- BRIEF: Copy out the entries word for word, from the line containing "like [(1267, 5)]." down to the line containing "[(688, 850)]", with both of those lines included.

-- Start DATA IN THIS EXERCISE --

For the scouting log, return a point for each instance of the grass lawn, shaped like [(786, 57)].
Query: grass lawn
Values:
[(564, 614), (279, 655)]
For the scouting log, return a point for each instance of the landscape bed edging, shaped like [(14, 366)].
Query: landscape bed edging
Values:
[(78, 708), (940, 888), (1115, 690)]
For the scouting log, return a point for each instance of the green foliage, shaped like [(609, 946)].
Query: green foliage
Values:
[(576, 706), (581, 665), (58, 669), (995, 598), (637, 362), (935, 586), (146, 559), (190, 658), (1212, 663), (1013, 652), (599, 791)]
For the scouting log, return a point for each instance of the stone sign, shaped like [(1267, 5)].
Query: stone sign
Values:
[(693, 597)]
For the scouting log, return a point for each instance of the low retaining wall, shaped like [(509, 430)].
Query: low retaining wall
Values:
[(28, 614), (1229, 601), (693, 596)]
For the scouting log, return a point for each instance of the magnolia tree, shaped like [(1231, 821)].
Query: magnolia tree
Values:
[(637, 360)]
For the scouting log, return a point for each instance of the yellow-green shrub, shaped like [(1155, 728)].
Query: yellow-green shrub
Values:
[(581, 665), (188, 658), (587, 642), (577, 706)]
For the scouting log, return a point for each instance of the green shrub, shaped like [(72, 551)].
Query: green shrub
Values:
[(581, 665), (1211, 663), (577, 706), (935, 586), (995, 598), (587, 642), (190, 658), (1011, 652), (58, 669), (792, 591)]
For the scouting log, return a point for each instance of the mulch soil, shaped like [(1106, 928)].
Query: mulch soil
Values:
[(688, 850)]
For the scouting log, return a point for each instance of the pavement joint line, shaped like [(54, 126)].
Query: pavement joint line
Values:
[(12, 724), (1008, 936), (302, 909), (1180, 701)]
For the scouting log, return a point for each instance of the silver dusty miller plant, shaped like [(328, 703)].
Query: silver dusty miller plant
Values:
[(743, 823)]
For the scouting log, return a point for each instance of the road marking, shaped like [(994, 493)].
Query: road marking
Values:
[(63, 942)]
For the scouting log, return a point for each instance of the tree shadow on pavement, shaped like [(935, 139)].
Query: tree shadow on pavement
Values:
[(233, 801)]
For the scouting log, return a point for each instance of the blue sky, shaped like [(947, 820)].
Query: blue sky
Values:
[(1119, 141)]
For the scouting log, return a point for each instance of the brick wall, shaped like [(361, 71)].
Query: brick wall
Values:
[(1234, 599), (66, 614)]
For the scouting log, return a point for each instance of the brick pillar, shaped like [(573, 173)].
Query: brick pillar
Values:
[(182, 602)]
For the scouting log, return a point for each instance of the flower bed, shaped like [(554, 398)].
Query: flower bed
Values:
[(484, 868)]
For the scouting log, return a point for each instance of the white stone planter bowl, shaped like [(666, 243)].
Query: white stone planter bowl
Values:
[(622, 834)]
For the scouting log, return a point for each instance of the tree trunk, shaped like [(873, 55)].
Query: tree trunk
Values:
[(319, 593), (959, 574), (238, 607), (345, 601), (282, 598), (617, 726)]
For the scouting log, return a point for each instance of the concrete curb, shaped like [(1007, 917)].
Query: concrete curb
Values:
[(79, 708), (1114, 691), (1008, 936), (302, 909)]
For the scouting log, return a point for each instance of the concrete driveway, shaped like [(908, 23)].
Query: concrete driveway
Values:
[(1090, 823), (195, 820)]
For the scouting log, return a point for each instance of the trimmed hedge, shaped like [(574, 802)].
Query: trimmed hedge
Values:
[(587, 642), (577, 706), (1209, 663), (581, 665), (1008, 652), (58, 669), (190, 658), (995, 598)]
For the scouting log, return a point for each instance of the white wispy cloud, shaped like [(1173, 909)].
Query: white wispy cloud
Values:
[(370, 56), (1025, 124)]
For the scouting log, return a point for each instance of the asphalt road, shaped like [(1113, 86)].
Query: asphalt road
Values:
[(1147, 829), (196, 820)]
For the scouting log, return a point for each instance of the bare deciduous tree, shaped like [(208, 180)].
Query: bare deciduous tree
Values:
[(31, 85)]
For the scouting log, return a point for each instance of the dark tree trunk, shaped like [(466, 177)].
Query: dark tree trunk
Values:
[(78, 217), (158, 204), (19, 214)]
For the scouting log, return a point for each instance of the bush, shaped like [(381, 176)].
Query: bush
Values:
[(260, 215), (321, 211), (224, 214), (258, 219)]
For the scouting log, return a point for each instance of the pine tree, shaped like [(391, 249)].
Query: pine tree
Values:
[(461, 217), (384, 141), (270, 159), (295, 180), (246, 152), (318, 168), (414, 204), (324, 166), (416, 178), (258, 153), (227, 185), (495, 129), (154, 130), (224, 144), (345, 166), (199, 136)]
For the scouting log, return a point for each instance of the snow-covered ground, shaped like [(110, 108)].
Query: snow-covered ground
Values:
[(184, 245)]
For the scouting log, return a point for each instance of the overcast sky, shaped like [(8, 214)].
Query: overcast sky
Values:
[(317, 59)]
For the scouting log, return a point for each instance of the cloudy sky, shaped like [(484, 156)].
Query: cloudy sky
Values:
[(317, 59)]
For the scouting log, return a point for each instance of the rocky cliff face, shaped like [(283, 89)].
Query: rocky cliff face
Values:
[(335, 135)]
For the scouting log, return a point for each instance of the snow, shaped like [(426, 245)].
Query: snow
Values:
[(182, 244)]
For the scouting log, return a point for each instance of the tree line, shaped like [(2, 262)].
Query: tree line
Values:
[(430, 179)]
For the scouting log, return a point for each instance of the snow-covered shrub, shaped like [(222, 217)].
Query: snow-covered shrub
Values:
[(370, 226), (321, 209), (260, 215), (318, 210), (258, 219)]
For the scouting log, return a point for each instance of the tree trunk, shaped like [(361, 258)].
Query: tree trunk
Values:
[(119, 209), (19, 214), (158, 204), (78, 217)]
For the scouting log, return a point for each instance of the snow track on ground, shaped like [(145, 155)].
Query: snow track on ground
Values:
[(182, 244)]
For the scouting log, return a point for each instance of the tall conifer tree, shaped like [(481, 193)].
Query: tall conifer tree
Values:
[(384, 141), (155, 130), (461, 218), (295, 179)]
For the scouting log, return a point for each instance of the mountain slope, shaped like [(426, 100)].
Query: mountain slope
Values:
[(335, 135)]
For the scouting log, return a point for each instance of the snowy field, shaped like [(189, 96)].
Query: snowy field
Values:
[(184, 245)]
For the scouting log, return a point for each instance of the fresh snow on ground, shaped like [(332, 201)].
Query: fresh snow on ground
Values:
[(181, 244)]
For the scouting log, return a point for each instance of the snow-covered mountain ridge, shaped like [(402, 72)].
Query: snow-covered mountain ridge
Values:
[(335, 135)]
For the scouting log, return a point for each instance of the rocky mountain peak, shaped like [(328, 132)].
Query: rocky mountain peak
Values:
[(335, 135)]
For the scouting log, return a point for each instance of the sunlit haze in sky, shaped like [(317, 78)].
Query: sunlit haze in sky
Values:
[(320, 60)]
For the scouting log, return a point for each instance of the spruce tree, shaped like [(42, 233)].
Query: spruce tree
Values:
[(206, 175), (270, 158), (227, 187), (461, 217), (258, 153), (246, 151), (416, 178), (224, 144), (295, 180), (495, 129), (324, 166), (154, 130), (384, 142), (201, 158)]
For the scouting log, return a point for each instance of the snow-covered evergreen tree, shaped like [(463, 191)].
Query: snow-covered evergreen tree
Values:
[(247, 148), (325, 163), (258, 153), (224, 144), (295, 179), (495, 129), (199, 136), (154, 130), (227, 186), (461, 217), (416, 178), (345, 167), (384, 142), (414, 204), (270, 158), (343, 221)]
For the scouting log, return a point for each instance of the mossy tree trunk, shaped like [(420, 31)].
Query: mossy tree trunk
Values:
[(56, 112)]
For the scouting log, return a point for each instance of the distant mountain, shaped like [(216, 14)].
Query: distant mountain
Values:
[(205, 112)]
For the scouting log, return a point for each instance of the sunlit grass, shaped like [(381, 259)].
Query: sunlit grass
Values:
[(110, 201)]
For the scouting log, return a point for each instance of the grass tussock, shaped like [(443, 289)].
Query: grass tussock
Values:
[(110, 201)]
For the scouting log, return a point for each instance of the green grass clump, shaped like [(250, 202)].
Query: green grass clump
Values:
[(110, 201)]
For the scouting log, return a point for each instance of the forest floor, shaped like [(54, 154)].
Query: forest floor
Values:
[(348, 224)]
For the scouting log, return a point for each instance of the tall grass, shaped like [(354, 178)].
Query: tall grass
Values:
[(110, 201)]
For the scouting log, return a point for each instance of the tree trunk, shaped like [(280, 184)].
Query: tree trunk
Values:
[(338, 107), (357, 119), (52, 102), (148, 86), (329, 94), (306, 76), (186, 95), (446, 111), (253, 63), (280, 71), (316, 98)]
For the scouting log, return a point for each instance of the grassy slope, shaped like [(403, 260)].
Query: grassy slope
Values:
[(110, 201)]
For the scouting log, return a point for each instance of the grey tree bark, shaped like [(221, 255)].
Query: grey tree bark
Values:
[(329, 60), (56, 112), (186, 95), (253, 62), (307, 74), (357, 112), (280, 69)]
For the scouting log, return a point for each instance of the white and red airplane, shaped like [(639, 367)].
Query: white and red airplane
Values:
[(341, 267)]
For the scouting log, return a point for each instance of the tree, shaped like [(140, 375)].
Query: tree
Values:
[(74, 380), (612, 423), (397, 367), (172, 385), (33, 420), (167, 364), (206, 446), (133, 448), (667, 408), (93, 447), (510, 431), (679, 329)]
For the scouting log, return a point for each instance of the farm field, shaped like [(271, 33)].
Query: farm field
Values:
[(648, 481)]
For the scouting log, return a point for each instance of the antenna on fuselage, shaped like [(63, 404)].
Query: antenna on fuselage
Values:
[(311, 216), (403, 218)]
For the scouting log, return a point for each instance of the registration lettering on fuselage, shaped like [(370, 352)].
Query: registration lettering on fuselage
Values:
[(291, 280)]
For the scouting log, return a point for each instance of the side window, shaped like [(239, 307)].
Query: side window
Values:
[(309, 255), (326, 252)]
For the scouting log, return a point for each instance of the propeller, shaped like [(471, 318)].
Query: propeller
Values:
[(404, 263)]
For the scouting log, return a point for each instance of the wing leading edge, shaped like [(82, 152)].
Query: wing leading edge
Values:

-- End DATA IN THIS EXERCISE --

- FULL OUTPUT:
For the scouting log, return a point for each instance of the stone sign, shaped like [(1267, 5)].
Query: stone sign
Values:
[(693, 597)]
For the scouting log, return a point for each instance of the low retaining wall, shaped like [(509, 430)].
Query: low retaining wall
Values:
[(28, 614), (1229, 601), (693, 596)]
For the scouting log, return a point for each instance of the magnolia tree, shaped like [(1231, 821)].
Query: magnolia tree
Values:
[(637, 360)]
For the scouting log, return a point for each instance of the yellow-green shrub, shaped like [(1155, 728)].
Query: yellow-green shrub
Values:
[(581, 665), (188, 658), (587, 642), (577, 706)]
For the scouting log, return a point for each instance of the green shrub, shaped like [(72, 551)].
Query: green shrub
Values:
[(581, 665), (1211, 663), (577, 706), (935, 586), (995, 598), (587, 642), (190, 658), (1011, 652), (58, 669), (792, 591)]
For the scouting log, return a point for each instance of the mulch soil, shaped like [(1106, 928)].
Query: mulch soil
Values:
[(688, 850)]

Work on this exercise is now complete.